> [练习题目 1] 抄录下面这篇 LoRA 测试帖子中的一段,从含有“FastLanguageModel.for_inference(lora)”的词句开始,到“detected platform cuda.”结束。

背景信息:
lora微调后的gemma3-1b目录
ls sft_lora_models/unsloth_gemma-3-1b-it
adapter_config.json chat_template.jinja tokenizer_config.json
adapter_model.safetensors README.md tokenizer.json
added_tokens.json special_tokens_map.json tokenizer.model
# -*- coding: utf-8 -*-
# 说明:使用和 evaluate_gsm8k.py 一致的加载方式来测试 LoRA
import torch
from unsloth import FastLanguageModel
# 1. 路径配置
BASE = "unsloth/gemma-3-1b-it"
LORA_DIR = "./sft_lora_models/unsloth_gemma-3-1b-it"
DTYPE = torch.bfloat16 if torch.cuda.is_bf16_supported() else torch.float16
MAXLEN = 2048
q = "A clown needs to buy 12 red noses. He already has 5. Each red nose costs $2. How much money does the clown need to buy the rest of the noses?\n\nLet's think step by step and output the final answer within \\boxed{}."
# =====================================================================
# 方式一:基座模型
# =====================================================================
base, tok = FastLanguageModel.from_pretrained(
model_name=BASE,
max_seq_length=MAXLEN,
dtype=DTYPE,
load_in_4bit=False,
)
FastLanguageModel.for_inference(base)
prompt = tok.apply_chat_template(
[{"role": "user", "content": q}],
tokenize=False,
add_generation_prompt=True,
)
inputs = tok(prompt, return_tensors="pt").to(base.device)
with torch.no_grad():
out_base = base.generate(**inputs, max_new_tokens=128, top_p=1, do_sample=False)
print("BASE ===>\n", tok.decode(out_base[0], skip_special_tokens=True), "\n")
# =====================================================================
# 方式二:LoRA 模型(和 evaluate_gsm8k.py 一样,直接从 LoRA_DIR 加载)
# =====================================================================
lora, tok2 = FastLanguageModel.from_pretrained(
model_name=LORA_DIR,
max_seq_length=MAXLEN,
dtype=DTYPE,
load_in_4bit=False,
)
FastLanguageModel.for_inference(lora)
with torch.no_grad():
out_lora = lora.generate(**inputs, max_new_tokens=128, top_p=1, do_sample=False)
print("LORA ===>\n", tok2.decode(out_lora[0], skip_special_tokens=True), "\n")
输出完全一致:
(tryLLM) root@DESKTOP-AFQV2GT:/proj/tryLLM# python test_lora.py
🦥 Unsloth: Will patch your computer to enable 2x faster free finetuning.
INFO 08-23 00:59:59 [__init__.py:241] Automatically detected platform cuda.
🦥 Unsloth Zoo will now patch everything to make training faster!

> [练习题目 2] 从下面的记录中筛出所有含有字符串“Query”的行,逐行照抄。

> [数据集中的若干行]
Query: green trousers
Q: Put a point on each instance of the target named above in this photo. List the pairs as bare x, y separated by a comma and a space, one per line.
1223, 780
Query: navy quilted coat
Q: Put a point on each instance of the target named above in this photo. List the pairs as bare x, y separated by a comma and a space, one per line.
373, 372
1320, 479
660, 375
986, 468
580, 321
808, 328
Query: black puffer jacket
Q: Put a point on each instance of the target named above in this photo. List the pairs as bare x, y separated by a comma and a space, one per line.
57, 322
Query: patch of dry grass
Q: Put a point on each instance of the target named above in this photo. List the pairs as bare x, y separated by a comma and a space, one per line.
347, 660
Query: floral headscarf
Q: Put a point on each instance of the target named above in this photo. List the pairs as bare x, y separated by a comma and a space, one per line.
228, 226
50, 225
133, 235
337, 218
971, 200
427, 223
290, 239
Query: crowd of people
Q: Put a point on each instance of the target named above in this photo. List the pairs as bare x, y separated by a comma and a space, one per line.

> [任务输出 1]
FastLanguageModel.for_inference(lora)
with torch.no_grad():
out_lora = lora.generate(**inputs, max_new_tokens=128, top_p=1, do_sample=False)
print("LORA ===>\n", tok2.decode(out_lora[0], skip_special_tokens=True), "\n")
输出完全一致:
(tryLLM) root@DESKTOP-AFQV2GT:/proj/tryLLM# python test_lora.py
🦥 Unsloth: Will patch your computer to enable 2x faster free finetuning.
INFO 08-23 00:59:59 [__init__.py:241] Automatically detected platform cuda.

> [任务输出 2]
Query: green trousers
Query: navy quilted coat
Query: black puffer jacket
Query: patch of dry grass
Query: floral headscarf
Query: crowd of people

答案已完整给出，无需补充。